> _Exercise set_
1/ Render this sentence from the passage on the Lehigh Valley debt plan in Spanish: "Supplemental indentures are to be executed as to each of the bond issues affected by the plan."
2/ Copy word for word the part of the passage on the Lehigh Valley debt plan from "In the light" up to and including "approve and confirm.".

##### Document passage #####

In the light of the precipitate decline in the gross revenues of the Lehigh Valley the approaching maturity of three first mortgage bond issues aggregating $33,-499,000 secured upon various important portions of its line, the necessity of meeting its obligations to the R. F. C. and the banks, aggregating more than $10,000,000, and the necessity of making the interest payments on its General Consolidated Bonds, amounting annually to more than $3,000,000, made it obvious that some arrangement must be made by the Company for dealing with its debts. It accordingly entered into negotiations with its bondholders and other creditors and under date of August 25, 1938, it submitted to them the plan for the adjustment of its debts which in the present proceeding it asks this court to approve and confirm.

Very briefly stated, the principal features of the plan are (a) to extend the maturity of the three presently maturing first mortgage bond issues for a period of ten years, (b) to extend the R. F. C. and bank loans to November 1, 1943, and (c) to extend without interest for a period of five years 75% of the amount of each of the five semiannual installments of interest falling due from November 1, 1938, to November 1, 1940, inclusive, upon the General Consolidated Bonds. Certain of the general provisions of the plan will also be noted. So long as the total debt of the system shall *756exceed $120,000,000 75% of its net income is to be withheld from the payment of dividends. 40% of the amount thus set aside may be retained as a capital fund and the balance, not less than 45% of the total net income, is to be applied in a sinking fund to retire the R. F. C. and bank loans, to anticipate the deferred installments of interest on the General Consolidated Bonds, and to retire obligations senior in .lien to those bonds. So long as the R. F. C. and bank loans and the deferred interest on the General Consolidated Bonds remain unpaid, no dividends whatever are to be paid to shareholders. Supplemental indentures are to be executed as to each of the bond issues affected by the plan. A committee of bondholders is provided for to take important responsibility in carrying out the plan.

##### Supplied records #####

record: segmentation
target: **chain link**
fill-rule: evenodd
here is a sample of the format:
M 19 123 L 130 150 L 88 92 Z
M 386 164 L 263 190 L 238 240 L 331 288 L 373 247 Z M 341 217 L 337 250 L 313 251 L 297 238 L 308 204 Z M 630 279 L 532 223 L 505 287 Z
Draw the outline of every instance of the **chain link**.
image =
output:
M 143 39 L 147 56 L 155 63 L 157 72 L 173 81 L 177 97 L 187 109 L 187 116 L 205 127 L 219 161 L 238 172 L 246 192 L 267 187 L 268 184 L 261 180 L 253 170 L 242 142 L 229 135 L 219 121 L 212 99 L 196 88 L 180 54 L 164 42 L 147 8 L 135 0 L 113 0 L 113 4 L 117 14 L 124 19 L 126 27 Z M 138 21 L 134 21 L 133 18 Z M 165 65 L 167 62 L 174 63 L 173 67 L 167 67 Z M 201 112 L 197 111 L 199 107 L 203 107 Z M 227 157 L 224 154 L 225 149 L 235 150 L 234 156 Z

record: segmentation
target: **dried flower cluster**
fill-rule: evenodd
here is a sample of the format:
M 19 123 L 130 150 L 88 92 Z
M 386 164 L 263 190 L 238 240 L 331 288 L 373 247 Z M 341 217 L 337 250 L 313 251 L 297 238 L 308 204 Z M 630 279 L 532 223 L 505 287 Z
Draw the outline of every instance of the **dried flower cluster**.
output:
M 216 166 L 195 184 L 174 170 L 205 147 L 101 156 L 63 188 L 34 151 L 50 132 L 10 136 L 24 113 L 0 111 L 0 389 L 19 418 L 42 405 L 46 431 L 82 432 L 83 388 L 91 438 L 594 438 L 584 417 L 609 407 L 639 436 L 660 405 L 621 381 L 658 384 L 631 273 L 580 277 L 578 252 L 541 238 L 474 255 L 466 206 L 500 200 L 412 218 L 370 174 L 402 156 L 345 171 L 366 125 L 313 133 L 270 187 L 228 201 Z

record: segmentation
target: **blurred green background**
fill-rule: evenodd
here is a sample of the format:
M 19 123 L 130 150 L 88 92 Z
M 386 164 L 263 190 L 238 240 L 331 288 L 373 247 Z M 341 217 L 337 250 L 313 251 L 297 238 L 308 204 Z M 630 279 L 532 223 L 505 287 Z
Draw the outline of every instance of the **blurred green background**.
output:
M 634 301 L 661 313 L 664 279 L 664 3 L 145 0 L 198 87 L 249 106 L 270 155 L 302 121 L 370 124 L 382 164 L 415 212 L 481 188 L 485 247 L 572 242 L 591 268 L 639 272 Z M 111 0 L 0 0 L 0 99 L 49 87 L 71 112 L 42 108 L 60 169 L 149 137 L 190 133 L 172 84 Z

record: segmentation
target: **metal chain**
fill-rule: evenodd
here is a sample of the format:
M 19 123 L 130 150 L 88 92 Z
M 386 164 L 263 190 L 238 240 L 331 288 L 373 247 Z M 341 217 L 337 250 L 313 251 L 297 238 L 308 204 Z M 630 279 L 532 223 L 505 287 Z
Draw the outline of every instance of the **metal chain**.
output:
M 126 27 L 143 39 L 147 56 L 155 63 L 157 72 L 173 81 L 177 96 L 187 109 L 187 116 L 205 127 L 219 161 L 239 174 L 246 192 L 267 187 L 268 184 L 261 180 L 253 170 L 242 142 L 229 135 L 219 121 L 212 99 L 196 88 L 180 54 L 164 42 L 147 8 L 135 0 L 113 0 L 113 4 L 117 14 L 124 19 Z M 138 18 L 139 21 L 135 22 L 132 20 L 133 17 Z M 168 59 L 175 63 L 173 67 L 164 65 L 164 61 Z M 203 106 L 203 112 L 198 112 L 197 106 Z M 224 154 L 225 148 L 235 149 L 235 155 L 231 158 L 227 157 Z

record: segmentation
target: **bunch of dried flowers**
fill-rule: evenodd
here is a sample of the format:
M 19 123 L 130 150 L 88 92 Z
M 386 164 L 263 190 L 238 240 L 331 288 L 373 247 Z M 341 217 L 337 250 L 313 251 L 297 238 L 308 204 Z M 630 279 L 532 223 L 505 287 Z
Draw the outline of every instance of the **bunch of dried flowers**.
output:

#####

> _Responses to the tasks_
1/ Se formalizarán escrituras de emisión complementarias respecto de cada una de las emisiones de bonos afectadas por el plan.

2/
In the light of the precipitate decline in the gross revenues of the Lehigh Valley the approaching maturity of three first mortgage bond issues aggregating $33,-499,000 secured upon various important portions of its line, the necessity of meeting its obligations to the R. F. C. and the banks, aggregating more than $10,000,000, and the necessity of making the interest payments on its General Consolidated Bonds, amounting annually to more than $3,000,000, made it obvious that some arrangement must be made by the Company for dealing with its debts. It accordingly entered into negotiations with its bondholders and other creditors and under date of August 25, 1938, it submitted to them the plan for the adjustment of its debts which in the present proceeding it asks this court to approve and confirm.